YOUR INSTRUCTIONS
Give only the number of lines in the records that contain the word "below". Matches must have the same case.

RECORDS
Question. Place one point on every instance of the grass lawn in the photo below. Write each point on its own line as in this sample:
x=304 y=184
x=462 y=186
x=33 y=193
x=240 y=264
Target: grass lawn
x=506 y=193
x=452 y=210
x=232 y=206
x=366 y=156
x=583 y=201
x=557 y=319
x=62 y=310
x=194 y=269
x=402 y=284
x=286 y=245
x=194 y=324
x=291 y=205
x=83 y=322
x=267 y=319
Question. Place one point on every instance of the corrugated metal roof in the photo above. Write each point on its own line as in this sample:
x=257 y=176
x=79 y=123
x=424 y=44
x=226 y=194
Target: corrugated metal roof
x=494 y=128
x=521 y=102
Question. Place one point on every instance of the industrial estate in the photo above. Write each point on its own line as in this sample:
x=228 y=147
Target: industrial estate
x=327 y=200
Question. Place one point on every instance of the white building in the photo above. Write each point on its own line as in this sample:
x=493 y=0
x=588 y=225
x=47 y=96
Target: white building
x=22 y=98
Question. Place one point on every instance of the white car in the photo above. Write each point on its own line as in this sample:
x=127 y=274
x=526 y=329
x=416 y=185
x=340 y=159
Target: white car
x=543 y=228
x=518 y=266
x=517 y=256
---
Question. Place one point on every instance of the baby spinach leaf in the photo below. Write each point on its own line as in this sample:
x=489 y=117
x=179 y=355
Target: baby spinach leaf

EXERCISE SOLUTION
2